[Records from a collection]
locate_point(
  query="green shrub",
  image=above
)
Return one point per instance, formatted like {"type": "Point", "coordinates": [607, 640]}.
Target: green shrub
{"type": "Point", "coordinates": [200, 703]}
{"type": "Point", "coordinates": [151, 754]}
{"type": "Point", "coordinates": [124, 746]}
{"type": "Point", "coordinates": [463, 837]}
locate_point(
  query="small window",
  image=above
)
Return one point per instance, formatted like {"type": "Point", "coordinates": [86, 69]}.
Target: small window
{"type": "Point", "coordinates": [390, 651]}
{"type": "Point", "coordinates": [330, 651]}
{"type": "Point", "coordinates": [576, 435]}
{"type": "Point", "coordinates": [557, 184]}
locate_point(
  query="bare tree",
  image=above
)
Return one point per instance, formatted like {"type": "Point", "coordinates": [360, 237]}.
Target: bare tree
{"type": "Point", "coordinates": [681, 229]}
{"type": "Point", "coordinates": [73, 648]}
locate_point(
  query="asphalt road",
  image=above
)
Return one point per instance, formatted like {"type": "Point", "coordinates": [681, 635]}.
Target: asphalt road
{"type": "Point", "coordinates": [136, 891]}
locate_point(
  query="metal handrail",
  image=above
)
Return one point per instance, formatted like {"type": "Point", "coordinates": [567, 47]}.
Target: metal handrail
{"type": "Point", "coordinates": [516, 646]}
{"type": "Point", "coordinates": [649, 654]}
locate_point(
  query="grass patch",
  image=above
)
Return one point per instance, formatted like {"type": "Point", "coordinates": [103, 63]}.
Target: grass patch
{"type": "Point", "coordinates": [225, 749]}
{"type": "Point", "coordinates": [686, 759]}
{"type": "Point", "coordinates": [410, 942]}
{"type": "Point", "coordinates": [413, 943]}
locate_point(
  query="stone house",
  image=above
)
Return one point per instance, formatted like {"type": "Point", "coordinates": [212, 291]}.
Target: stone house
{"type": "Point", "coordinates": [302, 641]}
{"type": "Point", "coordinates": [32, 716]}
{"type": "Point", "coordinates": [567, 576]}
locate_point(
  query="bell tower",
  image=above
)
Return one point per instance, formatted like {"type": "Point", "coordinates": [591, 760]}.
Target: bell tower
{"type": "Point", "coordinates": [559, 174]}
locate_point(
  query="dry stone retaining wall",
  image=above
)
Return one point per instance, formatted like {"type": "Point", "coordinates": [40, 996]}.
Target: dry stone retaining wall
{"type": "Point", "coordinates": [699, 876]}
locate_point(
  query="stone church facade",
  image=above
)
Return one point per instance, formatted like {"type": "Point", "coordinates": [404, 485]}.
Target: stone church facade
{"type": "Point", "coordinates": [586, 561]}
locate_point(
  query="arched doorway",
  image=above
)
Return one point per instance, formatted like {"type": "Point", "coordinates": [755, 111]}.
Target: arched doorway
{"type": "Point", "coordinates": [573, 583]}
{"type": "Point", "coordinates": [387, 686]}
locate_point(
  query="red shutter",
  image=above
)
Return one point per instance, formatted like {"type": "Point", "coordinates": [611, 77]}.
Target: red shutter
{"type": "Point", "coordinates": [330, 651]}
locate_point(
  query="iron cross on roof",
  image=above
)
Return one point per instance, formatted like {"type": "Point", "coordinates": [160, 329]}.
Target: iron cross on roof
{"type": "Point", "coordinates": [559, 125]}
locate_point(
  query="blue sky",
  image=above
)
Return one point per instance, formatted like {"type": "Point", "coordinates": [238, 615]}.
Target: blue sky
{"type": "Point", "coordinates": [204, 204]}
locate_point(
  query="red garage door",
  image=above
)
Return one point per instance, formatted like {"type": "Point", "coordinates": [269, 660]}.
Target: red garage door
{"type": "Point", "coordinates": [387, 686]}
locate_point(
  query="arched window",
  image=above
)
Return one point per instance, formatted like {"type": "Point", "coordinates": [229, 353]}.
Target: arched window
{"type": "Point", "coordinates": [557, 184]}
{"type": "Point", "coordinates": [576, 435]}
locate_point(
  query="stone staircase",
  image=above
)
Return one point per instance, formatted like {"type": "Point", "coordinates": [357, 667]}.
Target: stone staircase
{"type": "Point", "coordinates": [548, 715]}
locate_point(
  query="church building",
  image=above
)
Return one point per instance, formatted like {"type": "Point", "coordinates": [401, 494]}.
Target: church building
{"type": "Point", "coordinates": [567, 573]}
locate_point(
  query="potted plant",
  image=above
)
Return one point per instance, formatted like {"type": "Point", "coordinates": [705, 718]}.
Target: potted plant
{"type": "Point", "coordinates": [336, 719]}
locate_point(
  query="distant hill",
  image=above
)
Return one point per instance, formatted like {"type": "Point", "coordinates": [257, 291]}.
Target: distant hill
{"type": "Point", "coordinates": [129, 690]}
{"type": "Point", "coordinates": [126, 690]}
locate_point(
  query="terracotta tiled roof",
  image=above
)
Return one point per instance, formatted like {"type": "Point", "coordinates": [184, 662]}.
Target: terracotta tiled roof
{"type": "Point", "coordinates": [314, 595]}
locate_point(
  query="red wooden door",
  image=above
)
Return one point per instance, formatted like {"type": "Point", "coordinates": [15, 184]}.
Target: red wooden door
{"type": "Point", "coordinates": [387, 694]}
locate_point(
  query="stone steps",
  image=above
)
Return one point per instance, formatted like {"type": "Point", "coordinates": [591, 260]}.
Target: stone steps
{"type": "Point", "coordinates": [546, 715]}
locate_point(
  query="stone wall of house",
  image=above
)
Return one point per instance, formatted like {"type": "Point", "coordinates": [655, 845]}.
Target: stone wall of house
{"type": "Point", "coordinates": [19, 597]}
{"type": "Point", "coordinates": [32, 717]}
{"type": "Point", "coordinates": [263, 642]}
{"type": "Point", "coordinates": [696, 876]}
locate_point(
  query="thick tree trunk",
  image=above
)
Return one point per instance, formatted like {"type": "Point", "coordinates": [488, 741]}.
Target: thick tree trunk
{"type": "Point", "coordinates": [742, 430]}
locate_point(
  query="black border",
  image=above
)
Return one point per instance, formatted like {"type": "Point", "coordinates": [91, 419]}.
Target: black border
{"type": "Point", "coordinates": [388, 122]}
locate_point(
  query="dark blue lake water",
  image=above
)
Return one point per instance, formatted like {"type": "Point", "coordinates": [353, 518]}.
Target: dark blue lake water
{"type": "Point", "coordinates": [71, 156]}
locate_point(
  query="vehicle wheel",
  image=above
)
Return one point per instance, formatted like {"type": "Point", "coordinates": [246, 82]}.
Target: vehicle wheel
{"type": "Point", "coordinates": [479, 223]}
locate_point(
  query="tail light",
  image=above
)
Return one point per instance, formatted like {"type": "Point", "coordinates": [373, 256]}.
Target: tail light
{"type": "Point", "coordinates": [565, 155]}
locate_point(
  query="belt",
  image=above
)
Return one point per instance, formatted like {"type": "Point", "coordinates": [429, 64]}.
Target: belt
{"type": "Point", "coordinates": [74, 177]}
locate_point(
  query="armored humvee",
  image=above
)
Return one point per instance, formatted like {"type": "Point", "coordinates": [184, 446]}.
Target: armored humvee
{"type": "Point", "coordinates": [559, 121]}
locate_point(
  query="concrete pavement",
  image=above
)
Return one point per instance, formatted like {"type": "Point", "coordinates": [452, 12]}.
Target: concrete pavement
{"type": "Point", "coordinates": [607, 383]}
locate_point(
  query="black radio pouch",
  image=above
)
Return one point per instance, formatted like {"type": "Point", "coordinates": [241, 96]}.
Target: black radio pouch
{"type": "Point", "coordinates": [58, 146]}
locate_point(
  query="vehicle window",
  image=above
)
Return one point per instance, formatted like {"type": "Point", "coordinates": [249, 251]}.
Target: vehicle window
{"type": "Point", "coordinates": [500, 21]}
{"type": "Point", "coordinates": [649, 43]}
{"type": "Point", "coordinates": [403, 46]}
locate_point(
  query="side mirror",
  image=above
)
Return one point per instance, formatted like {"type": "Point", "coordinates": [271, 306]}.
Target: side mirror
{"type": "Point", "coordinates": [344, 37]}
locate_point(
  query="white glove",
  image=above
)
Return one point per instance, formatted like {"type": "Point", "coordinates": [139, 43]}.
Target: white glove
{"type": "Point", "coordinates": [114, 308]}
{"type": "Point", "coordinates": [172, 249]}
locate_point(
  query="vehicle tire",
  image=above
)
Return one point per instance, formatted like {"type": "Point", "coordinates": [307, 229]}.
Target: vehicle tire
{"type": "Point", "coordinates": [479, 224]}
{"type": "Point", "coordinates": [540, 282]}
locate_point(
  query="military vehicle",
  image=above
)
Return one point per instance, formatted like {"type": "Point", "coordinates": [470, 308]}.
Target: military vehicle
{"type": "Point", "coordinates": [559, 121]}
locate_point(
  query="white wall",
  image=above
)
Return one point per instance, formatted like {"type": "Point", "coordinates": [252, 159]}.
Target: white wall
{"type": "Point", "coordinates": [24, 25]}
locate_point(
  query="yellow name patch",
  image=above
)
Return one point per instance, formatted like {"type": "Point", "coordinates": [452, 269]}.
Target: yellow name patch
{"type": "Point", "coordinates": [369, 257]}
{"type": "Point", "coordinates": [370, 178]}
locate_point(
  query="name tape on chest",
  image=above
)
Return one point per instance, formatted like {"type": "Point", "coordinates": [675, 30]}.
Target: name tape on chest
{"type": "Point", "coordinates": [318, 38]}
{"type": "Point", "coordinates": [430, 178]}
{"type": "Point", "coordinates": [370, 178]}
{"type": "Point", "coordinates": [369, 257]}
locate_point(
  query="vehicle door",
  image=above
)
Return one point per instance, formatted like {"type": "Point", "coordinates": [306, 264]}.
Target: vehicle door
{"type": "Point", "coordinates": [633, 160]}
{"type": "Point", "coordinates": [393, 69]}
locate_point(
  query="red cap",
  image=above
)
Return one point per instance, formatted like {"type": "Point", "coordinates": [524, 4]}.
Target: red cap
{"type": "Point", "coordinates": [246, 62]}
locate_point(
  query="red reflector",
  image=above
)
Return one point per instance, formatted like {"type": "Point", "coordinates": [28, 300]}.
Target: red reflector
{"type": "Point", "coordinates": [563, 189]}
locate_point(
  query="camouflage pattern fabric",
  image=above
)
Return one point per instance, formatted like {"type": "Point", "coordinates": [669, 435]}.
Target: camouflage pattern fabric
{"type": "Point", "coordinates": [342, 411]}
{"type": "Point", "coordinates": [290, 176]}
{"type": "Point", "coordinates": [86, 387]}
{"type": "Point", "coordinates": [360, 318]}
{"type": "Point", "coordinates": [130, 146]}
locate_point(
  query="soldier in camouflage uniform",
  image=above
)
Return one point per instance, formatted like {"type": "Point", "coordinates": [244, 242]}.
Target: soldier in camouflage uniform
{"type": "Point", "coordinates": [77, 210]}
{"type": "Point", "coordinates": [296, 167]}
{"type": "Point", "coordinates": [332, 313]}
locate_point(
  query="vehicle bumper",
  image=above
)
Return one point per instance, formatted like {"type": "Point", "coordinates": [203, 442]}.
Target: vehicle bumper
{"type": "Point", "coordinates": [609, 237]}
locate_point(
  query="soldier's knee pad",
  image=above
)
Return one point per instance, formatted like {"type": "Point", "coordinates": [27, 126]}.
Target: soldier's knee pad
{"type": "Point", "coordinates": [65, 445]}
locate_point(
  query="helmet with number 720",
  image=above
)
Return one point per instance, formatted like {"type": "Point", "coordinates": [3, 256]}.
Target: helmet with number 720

§ Problem to work on: How many lines in the records above contain the string "handrail"? Reply with the number alone.

§ Result: 2